Collection entries
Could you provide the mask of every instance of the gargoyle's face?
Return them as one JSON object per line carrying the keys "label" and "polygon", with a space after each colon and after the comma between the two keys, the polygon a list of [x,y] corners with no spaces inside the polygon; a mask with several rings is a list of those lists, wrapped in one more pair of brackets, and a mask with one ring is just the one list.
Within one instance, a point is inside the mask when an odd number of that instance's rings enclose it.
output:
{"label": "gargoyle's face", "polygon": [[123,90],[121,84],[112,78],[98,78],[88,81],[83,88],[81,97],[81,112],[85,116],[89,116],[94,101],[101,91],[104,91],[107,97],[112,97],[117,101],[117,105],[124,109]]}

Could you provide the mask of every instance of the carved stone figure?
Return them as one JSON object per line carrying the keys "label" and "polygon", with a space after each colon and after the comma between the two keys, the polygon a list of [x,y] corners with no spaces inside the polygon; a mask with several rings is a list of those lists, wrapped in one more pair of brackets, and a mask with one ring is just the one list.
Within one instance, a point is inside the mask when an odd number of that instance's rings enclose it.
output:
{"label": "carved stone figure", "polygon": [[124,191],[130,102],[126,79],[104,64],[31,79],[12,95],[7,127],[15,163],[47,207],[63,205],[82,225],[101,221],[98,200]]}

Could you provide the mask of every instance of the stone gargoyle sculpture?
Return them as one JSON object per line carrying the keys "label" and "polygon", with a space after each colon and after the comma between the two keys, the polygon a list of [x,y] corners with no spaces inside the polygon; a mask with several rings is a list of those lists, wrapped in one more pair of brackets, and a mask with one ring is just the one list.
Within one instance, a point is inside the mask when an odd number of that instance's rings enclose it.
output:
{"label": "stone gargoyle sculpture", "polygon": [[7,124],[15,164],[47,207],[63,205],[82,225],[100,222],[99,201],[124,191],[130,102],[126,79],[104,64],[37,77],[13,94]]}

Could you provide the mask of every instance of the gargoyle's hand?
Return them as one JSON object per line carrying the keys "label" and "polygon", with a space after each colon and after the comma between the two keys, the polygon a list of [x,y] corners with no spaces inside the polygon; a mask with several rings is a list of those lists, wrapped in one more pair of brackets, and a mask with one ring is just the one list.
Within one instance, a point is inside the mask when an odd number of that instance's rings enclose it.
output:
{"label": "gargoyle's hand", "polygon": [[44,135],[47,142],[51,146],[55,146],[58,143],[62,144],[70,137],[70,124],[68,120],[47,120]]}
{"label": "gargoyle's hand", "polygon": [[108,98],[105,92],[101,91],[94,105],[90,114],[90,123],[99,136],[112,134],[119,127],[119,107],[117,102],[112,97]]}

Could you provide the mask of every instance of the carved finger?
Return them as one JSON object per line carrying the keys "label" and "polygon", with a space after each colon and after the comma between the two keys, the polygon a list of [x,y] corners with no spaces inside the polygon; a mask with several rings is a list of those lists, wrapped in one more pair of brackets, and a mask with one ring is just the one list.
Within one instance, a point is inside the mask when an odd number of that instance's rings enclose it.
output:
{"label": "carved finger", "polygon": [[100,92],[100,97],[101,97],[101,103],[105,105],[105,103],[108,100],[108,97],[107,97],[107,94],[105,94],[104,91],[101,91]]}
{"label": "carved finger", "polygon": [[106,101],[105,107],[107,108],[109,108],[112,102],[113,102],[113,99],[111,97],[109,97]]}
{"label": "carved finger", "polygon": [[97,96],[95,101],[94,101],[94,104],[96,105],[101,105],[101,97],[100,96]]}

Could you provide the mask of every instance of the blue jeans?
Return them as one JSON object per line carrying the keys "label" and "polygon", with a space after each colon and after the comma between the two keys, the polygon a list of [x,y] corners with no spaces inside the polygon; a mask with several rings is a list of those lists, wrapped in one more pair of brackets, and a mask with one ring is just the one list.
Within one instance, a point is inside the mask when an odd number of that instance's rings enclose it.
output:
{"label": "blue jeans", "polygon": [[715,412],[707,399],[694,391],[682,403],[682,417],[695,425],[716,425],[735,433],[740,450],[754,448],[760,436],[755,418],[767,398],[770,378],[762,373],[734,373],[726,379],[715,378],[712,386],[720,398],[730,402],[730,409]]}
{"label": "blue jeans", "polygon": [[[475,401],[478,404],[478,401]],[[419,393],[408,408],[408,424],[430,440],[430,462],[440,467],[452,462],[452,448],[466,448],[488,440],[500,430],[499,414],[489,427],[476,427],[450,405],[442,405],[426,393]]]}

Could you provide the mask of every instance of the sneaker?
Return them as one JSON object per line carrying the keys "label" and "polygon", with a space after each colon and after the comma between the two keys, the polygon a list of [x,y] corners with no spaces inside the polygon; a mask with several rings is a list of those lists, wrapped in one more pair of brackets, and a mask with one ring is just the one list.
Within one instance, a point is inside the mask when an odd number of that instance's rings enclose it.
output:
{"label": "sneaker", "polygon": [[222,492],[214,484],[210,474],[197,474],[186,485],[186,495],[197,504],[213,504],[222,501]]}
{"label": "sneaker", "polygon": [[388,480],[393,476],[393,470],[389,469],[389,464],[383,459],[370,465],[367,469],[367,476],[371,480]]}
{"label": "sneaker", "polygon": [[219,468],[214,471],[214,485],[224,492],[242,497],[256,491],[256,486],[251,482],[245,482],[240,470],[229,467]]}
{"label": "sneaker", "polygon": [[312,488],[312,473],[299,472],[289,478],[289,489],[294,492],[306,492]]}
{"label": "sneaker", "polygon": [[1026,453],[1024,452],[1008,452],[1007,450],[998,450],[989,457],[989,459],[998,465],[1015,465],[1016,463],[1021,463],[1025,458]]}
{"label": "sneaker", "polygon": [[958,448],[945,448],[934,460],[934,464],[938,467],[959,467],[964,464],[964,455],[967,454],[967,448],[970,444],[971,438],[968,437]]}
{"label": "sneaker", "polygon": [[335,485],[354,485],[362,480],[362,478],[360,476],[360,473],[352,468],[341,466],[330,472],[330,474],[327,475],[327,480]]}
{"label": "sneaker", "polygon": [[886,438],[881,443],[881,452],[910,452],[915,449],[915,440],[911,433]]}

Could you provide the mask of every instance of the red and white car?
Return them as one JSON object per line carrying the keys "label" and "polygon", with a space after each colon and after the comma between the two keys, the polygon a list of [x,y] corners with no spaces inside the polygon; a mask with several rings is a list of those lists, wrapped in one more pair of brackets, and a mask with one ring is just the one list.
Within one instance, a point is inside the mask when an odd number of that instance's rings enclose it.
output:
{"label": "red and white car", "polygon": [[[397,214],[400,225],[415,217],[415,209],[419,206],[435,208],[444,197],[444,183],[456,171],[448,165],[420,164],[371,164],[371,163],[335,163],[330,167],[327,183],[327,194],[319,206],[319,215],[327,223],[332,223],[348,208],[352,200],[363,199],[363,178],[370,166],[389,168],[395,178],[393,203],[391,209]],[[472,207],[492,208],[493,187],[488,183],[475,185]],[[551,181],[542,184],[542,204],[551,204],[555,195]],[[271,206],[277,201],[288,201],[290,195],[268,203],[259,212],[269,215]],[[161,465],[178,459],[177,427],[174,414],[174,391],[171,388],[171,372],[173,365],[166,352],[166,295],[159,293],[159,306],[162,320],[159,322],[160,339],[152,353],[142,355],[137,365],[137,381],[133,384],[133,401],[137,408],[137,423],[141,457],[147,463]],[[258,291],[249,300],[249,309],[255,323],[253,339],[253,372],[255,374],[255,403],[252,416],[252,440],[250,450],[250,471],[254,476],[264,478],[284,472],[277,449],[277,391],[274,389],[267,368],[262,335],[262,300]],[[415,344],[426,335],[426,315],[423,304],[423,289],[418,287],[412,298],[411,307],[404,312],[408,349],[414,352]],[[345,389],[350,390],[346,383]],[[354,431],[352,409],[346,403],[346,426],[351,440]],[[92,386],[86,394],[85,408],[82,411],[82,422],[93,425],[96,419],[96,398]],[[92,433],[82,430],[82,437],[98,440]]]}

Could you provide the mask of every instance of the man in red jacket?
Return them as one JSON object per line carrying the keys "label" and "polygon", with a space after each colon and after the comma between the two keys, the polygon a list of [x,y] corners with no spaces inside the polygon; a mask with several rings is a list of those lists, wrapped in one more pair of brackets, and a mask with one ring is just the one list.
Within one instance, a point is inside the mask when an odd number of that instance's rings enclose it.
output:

Task brief — Gather every line of the data above that contains the string "figure", and list those lines.

Full answer —
Could you provide the mask of every instance of the carved stone figure?
{"label": "carved stone figure", "polygon": [[124,191],[130,102],[126,79],[104,64],[31,79],[12,95],[7,127],[15,163],[47,207],[63,205],[82,225],[101,221],[98,200]]}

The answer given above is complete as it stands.